Region annotation entries:
'''

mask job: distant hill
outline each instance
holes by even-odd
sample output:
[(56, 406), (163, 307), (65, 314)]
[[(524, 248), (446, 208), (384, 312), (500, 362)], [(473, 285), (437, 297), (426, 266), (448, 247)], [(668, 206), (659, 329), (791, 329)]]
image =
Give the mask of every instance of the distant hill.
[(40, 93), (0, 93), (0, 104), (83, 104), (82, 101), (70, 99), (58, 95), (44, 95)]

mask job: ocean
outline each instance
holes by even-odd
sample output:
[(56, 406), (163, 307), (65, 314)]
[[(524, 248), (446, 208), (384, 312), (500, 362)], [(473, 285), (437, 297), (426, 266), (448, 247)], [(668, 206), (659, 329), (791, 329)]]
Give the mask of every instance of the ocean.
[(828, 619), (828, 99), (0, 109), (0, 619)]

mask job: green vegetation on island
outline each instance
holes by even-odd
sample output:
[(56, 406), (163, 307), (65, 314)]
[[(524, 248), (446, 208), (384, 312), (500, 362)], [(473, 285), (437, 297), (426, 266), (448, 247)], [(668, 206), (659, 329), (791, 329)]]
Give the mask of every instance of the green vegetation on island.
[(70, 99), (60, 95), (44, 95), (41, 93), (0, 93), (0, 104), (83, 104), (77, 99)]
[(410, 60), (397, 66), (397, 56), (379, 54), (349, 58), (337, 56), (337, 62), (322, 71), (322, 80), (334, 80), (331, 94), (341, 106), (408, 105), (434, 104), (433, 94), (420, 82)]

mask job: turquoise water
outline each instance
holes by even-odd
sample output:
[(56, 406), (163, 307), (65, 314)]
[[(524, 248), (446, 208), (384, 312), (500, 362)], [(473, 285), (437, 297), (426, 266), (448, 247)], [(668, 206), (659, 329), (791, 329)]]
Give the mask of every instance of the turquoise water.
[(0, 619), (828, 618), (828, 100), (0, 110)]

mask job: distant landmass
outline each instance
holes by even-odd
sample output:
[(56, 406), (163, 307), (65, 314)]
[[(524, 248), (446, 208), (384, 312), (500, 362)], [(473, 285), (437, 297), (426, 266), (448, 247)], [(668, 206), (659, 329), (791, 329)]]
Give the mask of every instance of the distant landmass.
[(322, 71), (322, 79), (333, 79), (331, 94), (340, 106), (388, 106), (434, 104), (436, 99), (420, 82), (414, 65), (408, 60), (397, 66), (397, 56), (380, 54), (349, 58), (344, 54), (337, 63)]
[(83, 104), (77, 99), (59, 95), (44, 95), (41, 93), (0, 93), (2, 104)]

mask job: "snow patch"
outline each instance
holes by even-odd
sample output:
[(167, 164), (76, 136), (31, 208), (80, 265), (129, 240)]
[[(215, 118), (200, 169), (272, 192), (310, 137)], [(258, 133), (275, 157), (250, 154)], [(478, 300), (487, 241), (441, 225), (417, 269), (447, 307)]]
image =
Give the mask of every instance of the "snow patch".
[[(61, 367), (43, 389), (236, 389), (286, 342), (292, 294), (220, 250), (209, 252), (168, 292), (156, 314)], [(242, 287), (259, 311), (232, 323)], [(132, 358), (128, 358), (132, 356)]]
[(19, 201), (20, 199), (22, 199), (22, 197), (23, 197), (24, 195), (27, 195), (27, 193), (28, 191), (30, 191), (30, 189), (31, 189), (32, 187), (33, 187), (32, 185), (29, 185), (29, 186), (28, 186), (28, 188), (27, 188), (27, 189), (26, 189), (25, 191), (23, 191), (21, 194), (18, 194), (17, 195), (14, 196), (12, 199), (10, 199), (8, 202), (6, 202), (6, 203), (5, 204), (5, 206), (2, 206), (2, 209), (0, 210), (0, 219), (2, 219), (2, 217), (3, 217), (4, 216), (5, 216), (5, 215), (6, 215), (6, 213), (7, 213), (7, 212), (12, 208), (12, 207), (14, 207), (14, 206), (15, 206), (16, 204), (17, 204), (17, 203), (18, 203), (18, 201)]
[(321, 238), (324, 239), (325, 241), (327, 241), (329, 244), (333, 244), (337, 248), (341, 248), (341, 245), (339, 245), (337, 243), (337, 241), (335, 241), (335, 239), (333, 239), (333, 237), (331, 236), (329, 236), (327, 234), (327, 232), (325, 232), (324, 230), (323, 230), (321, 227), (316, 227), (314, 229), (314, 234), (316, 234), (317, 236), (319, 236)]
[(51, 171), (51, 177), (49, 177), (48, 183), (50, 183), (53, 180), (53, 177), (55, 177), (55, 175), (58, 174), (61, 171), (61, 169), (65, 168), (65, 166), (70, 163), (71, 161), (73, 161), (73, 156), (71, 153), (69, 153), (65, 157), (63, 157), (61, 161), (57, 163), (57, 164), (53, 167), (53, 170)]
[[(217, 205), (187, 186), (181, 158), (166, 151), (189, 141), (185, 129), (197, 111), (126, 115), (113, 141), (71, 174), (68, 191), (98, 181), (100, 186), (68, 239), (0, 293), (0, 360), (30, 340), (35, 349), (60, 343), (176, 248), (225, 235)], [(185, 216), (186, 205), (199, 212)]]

'''

### Problem details:
Reproduce every line of the data above without any changes.

### Expected output:
mask job: distant hill
outline each instance
holes by even-odd
sample output:
[(56, 406), (163, 307), (65, 314)]
[[(524, 248), (446, 208), (384, 312), (500, 362)], [(473, 285), (437, 297), (426, 266), (448, 247)], [(668, 206), (659, 329), (791, 329)]]
image =
Give the mask of every instance of the distant hill.
[(40, 93), (0, 93), (0, 104), (83, 104), (82, 101), (70, 99), (58, 95), (44, 95)]

mask job: ocean
outline each instance
holes by even-odd
sample output:
[(56, 406), (163, 307), (65, 314)]
[[(524, 248), (446, 208), (384, 312), (500, 362)], [(473, 285), (437, 297), (426, 266), (448, 247)], [(668, 206), (659, 329), (791, 329)]]
Give the mask of every instance of the ocean.
[(828, 619), (828, 99), (0, 109), (0, 619)]

mask job: green vegetation on island
outline each instance
holes by even-odd
sample output:
[(56, 406), (163, 307), (65, 314)]
[[(524, 248), (446, 208), (384, 312), (500, 362)], [(473, 285), (437, 297), (426, 266), (448, 247)], [(668, 206), (659, 329), (791, 329)]]
Give the mask of every instance of the green vegetation on island.
[(70, 99), (60, 95), (44, 95), (41, 93), (0, 93), (0, 104), (83, 104), (77, 99)]
[(410, 60), (397, 66), (397, 56), (379, 54), (349, 58), (337, 56), (337, 62), (322, 71), (322, 80), (334, 80), (331, 94), (341, 106), (408, 105), (434, 104), (433, 94), (420, 82)]

mask job: turquoise water
outline each instance
holes by even-odd
sample output:
[(56, 406), (163, 307), (65, 314)]
[[(524, 248), (446, 208), (384, 312), (500, 362)], [(473, 285), (437, 297), (426, 266), (448, 247)], [(668, 206), (659, 329), (791, 329)]]
Give the mask of every instance of the turquoise water.
[(0, 619), (828, 618), (828, 100), (0, 110)]

mask job: distant landmass
outline each instance
holes by even-odd
sample output:
[(56, 406), (163, 307), (65, 314)]
[[(524, 248), (446, 208), (384, 312), (500, 362)], [(473, 285), (437, 297), (426, 266), (448, 247)], [(668, 206), (659, 329), (791, 329)]]
Give the mask of every instance of the distant landmass.
[(322, 71), (322, 79), (333, 79), (331, 94), (340, 106), (388, 106), (434, 104), (436, 99), (420, 82), (414, 65), (408, 60), (397, 66), (397, 56), (380, 54), (349, 58), (344, 54), (337, 63)]
[(83, 104), (77, 99), (59, 95), (44, 95), (41, 93), (0, 93), (2, 104)]

mask job: "snow patch"
outline each instance
holes by even-odd
sample output:
[(167, 164), (76, 136), (31, 208), (80, 265), (129, 240)]
[[(215, 118), (200, 169), (272, 192), (310, 137)], [(258, 133), (275, 157), (250, 154)], [(478, 300), (487, 241), (441, 225), (417, 269), (447, 307)]]
image =
Give the mask of every instance of the "snow patch".
[[(61, 367), (43, 389), (236, 389), (286, 342), (292, 294), (220, 250), (209, 252), (168, 292), (156, 314)], [(242, 287), (259, 311), (232, 323)], [(132, 358), (128, 358), (132, 356)]]
[(19, 201), (20, 199), (22, 199), (22, 197), (23, 197), (24, 195), (27, 195), (27, 193), (28, 191), (30, 191), (30, 189), (31, 189), (32, 187), (33, 187), (32, 185), (29, 185), (29, 186), (28, 186), (28, 188), (27, 188), (27, 189), (26, 189), (25, 191), (23, 191), (21, 194), (18, 194), (17, 195), (14, 196), (12, 199), (10, 199), (8, 202), (6, 202), (6, 203), (5, 204), (5, 206), (2, 206), (2, 209), (0, 210), (0, 219), (2, 219), (2, 217), (3, 217), (4, 216), (5, 216), (5, 215), (6, 215), (6, 213), (7, 213), (7, 212), (12, 208), (12, 207), (14, 207), (14, 206), (15, 206), (16, 204), (17, 204), (17, 203), (18, 203), (18, 201)]
[(321, 238), (324, 239), (325, 241), (327, 241), (329, 244), (333, 244), (337, 248), (341, 248), (341, 245), (339, 245), (337, 243), (337, 241), (335, 241), (335, 239), (333, 239), (333, 237), (331, 236), (329, 236), (327, 234), (327, 232), (325, 232), (324, 230), (323, 230), (321, 227), (316, 227), (314, 229), (314, 234), (316, 234), (317, 236), (319, 236)]
[(51, 171), (51, 177), (49, 177), (48, 183), (50, 183), (53, 180), (53, 177), (55, 177), (55, 175), (58, 174), (61, 171), (61, 169), (65, 168), (65, 166), (70, 163), (71, 161), (73, 161), (73, 156), (71, 153), (69, 153), (65, 157), (63, 157), (61, 161), (57, 163), (57, 164), (53, 167), (53, 170)]
[[(217, 205), (187, 186), (181, 158), (166, 151), (189, 141), (185, 129), (197, 111), (126, 115), (113, 141), (71, 174), (68, 191), (98, 181), (100, 186), (68, 239), (0, 293), (0, 360), (30, 340), (35, 349), (60, 343), (176, 248), (225, 235)], [(185, 216), (186, 205), (199, 212)]]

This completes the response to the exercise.